» Stated task: In full and without alteration, give the listing again.

» Listed entries:
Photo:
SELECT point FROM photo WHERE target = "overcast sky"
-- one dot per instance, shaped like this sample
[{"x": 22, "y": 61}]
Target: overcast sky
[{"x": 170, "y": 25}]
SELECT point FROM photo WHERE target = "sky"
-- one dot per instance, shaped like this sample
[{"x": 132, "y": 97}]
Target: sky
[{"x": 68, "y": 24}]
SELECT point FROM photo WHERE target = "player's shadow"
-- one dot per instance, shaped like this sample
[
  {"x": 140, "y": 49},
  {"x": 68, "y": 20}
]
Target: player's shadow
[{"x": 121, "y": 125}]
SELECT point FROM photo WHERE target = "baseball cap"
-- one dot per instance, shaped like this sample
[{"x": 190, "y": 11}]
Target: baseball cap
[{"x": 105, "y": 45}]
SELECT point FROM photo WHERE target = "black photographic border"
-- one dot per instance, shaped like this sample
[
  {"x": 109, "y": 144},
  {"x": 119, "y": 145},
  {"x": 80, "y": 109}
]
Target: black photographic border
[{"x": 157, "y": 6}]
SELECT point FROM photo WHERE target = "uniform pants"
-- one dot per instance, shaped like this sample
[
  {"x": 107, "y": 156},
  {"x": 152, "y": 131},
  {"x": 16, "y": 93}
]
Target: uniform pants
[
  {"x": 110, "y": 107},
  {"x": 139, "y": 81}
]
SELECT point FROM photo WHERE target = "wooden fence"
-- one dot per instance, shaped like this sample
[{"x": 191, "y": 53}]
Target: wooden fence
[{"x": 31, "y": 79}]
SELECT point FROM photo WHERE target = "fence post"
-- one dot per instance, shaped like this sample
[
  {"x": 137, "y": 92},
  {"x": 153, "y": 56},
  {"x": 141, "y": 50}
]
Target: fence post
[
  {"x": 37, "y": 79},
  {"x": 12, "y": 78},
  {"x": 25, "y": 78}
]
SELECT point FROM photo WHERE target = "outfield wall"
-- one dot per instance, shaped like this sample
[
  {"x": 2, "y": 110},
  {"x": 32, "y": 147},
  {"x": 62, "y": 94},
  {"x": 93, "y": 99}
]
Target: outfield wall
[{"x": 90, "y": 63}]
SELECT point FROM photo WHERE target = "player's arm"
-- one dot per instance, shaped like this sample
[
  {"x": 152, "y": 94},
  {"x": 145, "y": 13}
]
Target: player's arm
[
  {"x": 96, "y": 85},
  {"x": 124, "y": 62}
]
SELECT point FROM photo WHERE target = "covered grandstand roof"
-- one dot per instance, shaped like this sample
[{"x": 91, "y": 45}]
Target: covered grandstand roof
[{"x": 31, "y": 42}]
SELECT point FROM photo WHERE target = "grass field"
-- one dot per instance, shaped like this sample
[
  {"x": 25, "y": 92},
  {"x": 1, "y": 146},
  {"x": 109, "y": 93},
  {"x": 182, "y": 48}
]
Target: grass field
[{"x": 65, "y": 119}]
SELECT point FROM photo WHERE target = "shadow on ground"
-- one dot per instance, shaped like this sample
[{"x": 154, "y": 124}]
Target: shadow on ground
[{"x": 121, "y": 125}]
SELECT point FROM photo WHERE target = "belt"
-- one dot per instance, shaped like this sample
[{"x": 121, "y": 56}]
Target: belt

» Exercise output:
Photo:
SELECT point FROM photo WHERE target = "overcast sky"
-- one dot per instance, shaped like this sample
[{"x": 22, "y": 61}]
Target: overcast sky
[{"x": 170, "y": 25}]
SELECT point FROM photo WHERE target = "sky"
-- one dot per instance, shaped like this sample
[{"x": 132, "y": 97}]
Target: sky
[{"x": 68, "y": 24}]
SELECT point FROM photo WHERE target = "player's shadow"
-- one dot per instance, shaped like this sample
[
  {"x": 140, "y": 49},
  {"x": 68, "y": 20}
]
Target: player's shadow
[{"x": 121, "y": 125}]
SELECT point FROM photo WHERE target = "baseball cap"
-- one dot per instance, shaped like this sample
[{"x": 190, "y": 11}]
Target: baseball cap
[{"x": 105, "y": 45}]
SELECT point FROM photo WHERE target = "black photographic border"
-- one dot per instance, shaped like this sample
[
  {"x": 109, "y": 144},
  {"x": 119, "y": 145},
  {"x": 80, "y": 109}
]
Target: black photographic border
[{"x": 157, "y": 6}]
SELECT point FROM photo WHERE target = "uniform pants"
-- one dot per instance, shaped like this sample
[
  {"x": 107, "y": 156},
  {"x": 152, "y": 131},
  {"x": 16, "y": 93}
]
Target: uniform pants
[
  {"x": 110, "y": 107},
  {"x": 139, "y": 81}
]
SELECT point FROM photo WHERE target = "wooden fence"
-- one dot per instance, shaped like this sample
[{"x": 191, "y": 53}]
Target: wooden fence
[{"x": 31, "y": 79}]
SELECT point FROM photo WHERE target = "fence post"
-- one dot per instance, shaped like this sample
[
  {"x": 137, "y": 92},
  {"x": 153, "y": 56},
  {"x": 141, "y": 50}
]
Target: fence post
[
  {"x": 37, "y": 79},
  {"x": 12, "y": 78},
  {"x": 25, "y": 78}
]
SELECT point FROM photo WHERE target = "outfield wall"
-- one dot per instance, shaped like this sample
[
  {"x": 2, "y": 110},
  {"x": 32, "y": 147},
  {"x": 62, "y": 94},
  {"x": 93, "y": 99}
]
Target: outfield wall
[{"x": 90, "y": 63}]
SELECT point FROM photo WHERE target = "player's arm"
-- one dot per instance, shaped like this sample
[
  {"x": 152, "y": 94},
  {"x": 145, "y": 13}
]
Target: player's arm
[
  {"x": 96, "y": 85},
  {"x": 124, "y": 62}
]
SELECT point FROM photo WHERE target = "covered grandstand roof"
-- one dot per instance, shaped like this sample
[{"x": 91, "y": 45}]
Target: covered grandstand roof
[{"x": 31, "y": 42}]
SELECT point FROM photo WHERE target = "grass field"
-- one dot per instance, shaped like this sample
[
  {"x": 25, "y": 92},
  {"x": 1, "y": 146},
  {"x": 109, "y": 93},
  {"x": 182, "y": 48}
]
Target: grass field
[{"x": 65, "y": 119}]
SELECT point FROM photo WHERE target = "shadow on ground"
-- one dot per instance, shaped like this sample
[{"x": 154, "y": 124}]
Target: shadow on ground
[{"x": 121, "y": 125}]
SELECT point FROM photo WHERE target = "belt"
-- one dot per instance, shaped like this sample
[{"x": 121, "y": 56}]
Target: belt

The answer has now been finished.